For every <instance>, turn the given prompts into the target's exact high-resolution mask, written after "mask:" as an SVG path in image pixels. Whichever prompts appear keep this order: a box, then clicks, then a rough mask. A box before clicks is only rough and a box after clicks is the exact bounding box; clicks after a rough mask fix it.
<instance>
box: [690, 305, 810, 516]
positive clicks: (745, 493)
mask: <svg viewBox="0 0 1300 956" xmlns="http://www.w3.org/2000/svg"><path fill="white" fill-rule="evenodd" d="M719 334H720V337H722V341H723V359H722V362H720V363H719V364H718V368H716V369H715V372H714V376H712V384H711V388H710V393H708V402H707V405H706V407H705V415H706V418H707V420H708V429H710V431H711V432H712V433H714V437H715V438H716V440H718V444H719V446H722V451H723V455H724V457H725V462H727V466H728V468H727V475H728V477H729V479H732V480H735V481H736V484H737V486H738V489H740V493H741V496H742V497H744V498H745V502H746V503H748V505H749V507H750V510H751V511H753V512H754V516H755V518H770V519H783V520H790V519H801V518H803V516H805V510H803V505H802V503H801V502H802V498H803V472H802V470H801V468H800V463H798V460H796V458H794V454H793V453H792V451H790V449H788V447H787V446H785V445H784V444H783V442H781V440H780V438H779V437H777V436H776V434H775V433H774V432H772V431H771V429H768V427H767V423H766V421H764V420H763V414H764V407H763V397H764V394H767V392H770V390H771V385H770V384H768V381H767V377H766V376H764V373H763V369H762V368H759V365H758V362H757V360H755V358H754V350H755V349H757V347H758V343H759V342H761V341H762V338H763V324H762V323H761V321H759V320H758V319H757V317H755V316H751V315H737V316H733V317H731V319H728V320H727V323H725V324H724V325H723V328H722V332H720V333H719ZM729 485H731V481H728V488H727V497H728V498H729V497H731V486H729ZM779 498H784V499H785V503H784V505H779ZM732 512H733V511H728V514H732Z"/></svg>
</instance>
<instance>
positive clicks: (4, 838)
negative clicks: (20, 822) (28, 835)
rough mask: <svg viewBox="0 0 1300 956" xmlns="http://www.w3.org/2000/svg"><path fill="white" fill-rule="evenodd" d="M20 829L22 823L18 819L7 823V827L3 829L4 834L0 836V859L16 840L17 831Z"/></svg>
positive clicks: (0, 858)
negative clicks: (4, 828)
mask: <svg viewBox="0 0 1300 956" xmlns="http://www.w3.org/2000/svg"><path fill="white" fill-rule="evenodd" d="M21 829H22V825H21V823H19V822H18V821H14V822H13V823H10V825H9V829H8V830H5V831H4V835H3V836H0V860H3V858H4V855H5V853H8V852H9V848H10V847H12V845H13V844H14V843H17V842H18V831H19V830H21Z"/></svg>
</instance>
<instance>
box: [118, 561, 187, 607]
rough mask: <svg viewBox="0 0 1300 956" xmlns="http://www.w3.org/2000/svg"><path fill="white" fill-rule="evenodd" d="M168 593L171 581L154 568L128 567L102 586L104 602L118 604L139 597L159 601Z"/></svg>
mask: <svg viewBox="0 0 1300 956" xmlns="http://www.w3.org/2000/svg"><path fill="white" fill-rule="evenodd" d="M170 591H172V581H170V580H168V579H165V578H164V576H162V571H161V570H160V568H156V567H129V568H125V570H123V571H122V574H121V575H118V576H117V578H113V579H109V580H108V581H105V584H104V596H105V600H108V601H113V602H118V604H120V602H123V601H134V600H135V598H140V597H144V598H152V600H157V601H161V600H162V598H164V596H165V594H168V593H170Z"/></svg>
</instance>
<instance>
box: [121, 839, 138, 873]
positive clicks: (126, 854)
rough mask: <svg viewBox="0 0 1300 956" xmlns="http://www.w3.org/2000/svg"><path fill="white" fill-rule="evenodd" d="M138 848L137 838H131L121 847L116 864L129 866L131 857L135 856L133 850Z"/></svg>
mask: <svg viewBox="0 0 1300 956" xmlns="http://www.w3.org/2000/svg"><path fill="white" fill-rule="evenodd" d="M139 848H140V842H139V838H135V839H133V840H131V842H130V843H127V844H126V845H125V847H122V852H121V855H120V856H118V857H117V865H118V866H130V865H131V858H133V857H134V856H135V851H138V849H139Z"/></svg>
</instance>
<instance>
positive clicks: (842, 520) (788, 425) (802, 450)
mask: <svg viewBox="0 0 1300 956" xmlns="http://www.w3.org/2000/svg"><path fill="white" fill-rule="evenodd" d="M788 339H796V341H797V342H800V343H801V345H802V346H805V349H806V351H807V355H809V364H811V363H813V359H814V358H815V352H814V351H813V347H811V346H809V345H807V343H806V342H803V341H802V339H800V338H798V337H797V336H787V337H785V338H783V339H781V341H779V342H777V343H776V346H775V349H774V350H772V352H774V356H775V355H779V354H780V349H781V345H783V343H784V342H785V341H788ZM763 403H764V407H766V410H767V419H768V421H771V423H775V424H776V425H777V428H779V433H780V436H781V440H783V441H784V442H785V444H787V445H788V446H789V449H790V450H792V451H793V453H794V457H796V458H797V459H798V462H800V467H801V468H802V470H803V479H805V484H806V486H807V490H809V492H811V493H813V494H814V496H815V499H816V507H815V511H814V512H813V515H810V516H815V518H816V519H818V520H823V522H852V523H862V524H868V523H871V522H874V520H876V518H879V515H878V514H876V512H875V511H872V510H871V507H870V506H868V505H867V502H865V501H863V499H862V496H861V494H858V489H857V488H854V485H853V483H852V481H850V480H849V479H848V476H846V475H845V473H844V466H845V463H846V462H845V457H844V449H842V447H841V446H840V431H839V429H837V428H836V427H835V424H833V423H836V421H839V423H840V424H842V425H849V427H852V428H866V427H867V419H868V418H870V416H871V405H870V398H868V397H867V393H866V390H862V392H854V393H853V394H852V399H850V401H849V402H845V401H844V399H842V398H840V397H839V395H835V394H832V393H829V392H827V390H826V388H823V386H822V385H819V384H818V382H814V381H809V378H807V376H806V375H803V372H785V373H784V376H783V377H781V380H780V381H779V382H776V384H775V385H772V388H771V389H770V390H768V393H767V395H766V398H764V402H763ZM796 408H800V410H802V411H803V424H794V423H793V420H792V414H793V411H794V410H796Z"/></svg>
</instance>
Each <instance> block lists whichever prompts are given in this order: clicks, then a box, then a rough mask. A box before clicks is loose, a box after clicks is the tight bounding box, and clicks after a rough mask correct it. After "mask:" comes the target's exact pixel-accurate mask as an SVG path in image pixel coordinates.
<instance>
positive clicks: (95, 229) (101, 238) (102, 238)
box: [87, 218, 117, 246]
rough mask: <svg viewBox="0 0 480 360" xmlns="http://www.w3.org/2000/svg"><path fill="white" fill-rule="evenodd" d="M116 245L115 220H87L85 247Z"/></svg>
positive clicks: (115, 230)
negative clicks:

**What is being asked:**
Rewrite these records with every occurrence of "rough mask" replaced by "coarse mask", leaving all other text unchanged.

**Answer box:**
For every <instance>, turn the given prompts into the target's exact high-resolution mask, written after "mask:" as an SVG path in image pixels. Whichever prompts appear keep this order: a box, then clicks, then a coarse mask. A box before clicks is only rough and a box after clicks is the exact bounding box; clicks after a coarse mask fix it.
<instance>
box: [690, 305, 810, 516]
positive clicks: (745, 493)
mask: <svg viewBox="0 0 1300 956" xmlns="http://www.w3.org/2000/svg"><path fill="white" fill-rule="evenodd" d="M719 334H720V337H722V341H723V359H722V362H720V363H719V364H718V368H716V369H715V372H714V376H712V384H711V388H710V393H708V402H707V405H706V407H705V415H706V418H707V420H708V429H710V431H711V432H712V433H714V437H715V438H716V440H718V444H719V446H722V451H723V455H724V457H725V462H727V466H728V468H727V475H728V477H729V479H732V480H735V481H736V484H737V486H738V489H740V493H741V496H742V497H744V498H745V502H746V503H748V505H749V507H750V510H751V511H753V512H754V516H755V518H770V519H783V520H790V519H801V518H803V516H805V510H803V505H802V503H801V502H802V498H803V472H802V470H801V468H800V463H798V460H796V458H794V454H793V453H792V451H790V449H788V447H787V446H785V445H784V444H783V442H781V440H780V438H779V437H777V436H776V434H775V433H774V432H772V431H771V429H768V427H767V423H766V421H764V420H763V414H764V407H763V397H764V394H767V392H770V390H771V385H770V384H768V381H767V377H766V376H764V373H763V369H762V368H759V365H758V362H757V360H755V358H754V350H755V349H757V347H758V343H759V342H761V341H762V338H763V324H762V323H761V321H759V320H758V319H757V317H755V316H751V315H737V316H733V317H731V319H728V320H727V323H725V324H724V325H723V328H722V332H720V333H719ZM729 485H731V481H728V488H727V497H728V498H729V497H731V486H729ZM779 498H784V499H785V503H784V505H779ZM732 512H733V511H728V514H732Z"/></svg>
</instance>
<instance>
positive clicks: (4, 838)
negative clicks: (20, 822) (28, 835)
coarse mask: <svg viewBox="0 0 1300 956" xmlns="http://www.w3.org/2000/svg"><path fill="white" fill-rule="evenodd" d="M20 829L22 823L18 819L7 823V827L3 829L4 834L0 836V859L16 840L17 831Z"/></svg>
positive clicks: (0, 858)
negative clicks: (4, 828)
mask: <svg viewBox="0 0 1300 956" xmlns="http://www.w3.org/2000/svg"><path fill="white" fill-rule="evenodd" d="M21 829H22V825H21V823H19V822H18V821H14V822H13V823H10V825H9V829H8V830H5V831H4V835H3V836H0V860H3V858H4V855H5V853H8V852H9V848H10V847H12V845H13V844H14V843H17V842H18V831H19V830H21Z"/></svg>
</instance>
<instance>
box: [118, 561, 187, 607]
coarse mask: <svg viewBox="0 0 1300 956" xmlns="http://www.w3.org/2000/svg"><path fill="white" fill-rule="evenodd" d="M168 593L171 581L154 568L128 567L102 586L104 602L118 604L139 597L159 601Z"/></svg>
mask: <svg viewBox="0 0 1300 956" xmlns="http://www.w3.org/2000/svg"><path fill="white" fill-rule="evenodd" d="M170 591H172V581H170V580H168V579H165V578H164V576H162V571H161V570H160V568H156V567H129V568H125V570H123V571H122V574H121V575H118V576H117V578H113V579H109V580H108V581H105V584H104V596H105V600H108V601H113V602H118V604H120V602H123V601H134V600H135V598H140V597H144V598H152V600H157V601H161V600H162V598H164V596H165V594H168V593H170Z"/></svg>
</instance>
<instance>
box: [121, 839, 138, 873]
positive clicks: (126, 854)
coarse mask: <svg viewBox="0 0 1300 956" xmlns="http://www.w3.org/2000/svg"><path fill="white" fill-rule="evenodd" d="M138 848L137 838H131L121 847L116 864L129 866L131 857L135 856L133 850Z"/></svg>
mask: <svg viewBox="0 0 1300 956" xmlns="http://www.w3.org/2000/svg"><path fill="white" fill-rule="evenodd" d="M139 848H140V842H139V838H135V839H133V840H131V842H130V843H127V844H126V845H125V847H122V852H121V855H120V856H118V857H117V865H118V866H130V865H131V858H133V857H134V856H135V851H138V849H139Z"/></svg>
</instance>
<instance>
positive clicks: (842, 520) (788, 425) (802, 450)
mask: <svg viewBox="0 0 1300 956" xmlns="http://www.w3.org/2000/svg"><path fill="white" fill-rule="evenodd" d="M788 339H796V341H797V342H800V343H801V345H802V346H805V349H806V351H807V355H809V364H811V363H813V359H814V358H815V352H814V351H813V347H811V346H809V345H807V343H806V342H803V341H802V339H800V338H798V337H797V336H787V337H785V338H783V339H781V341H779V342H777V343H776V346H775V349H774V350H772V352H774V356H775V355H779V354H780V349H781V345H783V343H784V342H785V341H788ZM763 403H764V407H766V410H767V419H768V421H771V423H775V424H776V425H777V428H779V433H780V436H781V440H783V441H784V442H785V444H787V445H788V446H789V449H790V450H792V451H793V453H794V457H796V458H797V459H798V462H800V467H801V468H802V470H803V479H805V484H806V486H807V490H809V492H811V493H813V494H814V496H815V499H816V507H815V511H814V512H813V515H810V516H815V518H816V519H818V520H823V522H852V523H862V524H868V523H871V522H874V520H876V518H879V515H878V514H876V512H875V511H872V510H871V507H870V506H868V505H867V502H865V501H863V499H862V496H861V494H858V489H857V488H854V485H853V483H852V481H850V480H849V479H848V476H846V475H845V473H844V466H845V463H846V462H845V457H844V449H842V447H841V446H840V431H839V429H837V428H836V427H835V424H833V423H836V421H839V423H840V424H842V425H849V427H852V428H866V427H867V419H868V418H870V416H871V405H870V398H868V397H867V393H866V390H862V392H854V393H853V394H852V399H850V401H849V402H845V401H844V399H842V398H840V397H839V395H835V394H832V393H829V392H827V390H826V388H823V386H822V385H819V384H818V382H814V381H809V378H807V376H806V375H803V372H785V373H784V376H783V377H781V380H780V381H779V382H776V384H775V385H772V388H771V389H770V390H768V393H767V395H766V398H764V402H763ZM796 408H800V410H802V411H803V424H794V423H793V420H792V414H793V411H794V410H796Z"/></svg>
</instance>
Each <instance> block lists whichever prompts are given in this order: clicks, then a box, then a coarse mask. A box before clicks is loose, a box after clicks is the tight bounding box, and clicks after a coarse mask correct it. After "mask:" comes the target's exact pixel-accurate mask as an SVG path in image pixel coordinates.
<instance>
positive clicks: (95, 229) (101, 238) (102, 238)
box: [87, 218, 117, 246]
coarse mask: <svg viewBox="0 0 480 360" xmlns="http://www.w3.org/2000/svg"><path fill="white" fill-rule="evenodd" d="M116 245L115 220H87L85 247Z"/></svg>
positive clicks: (115, 230)
negative clicks:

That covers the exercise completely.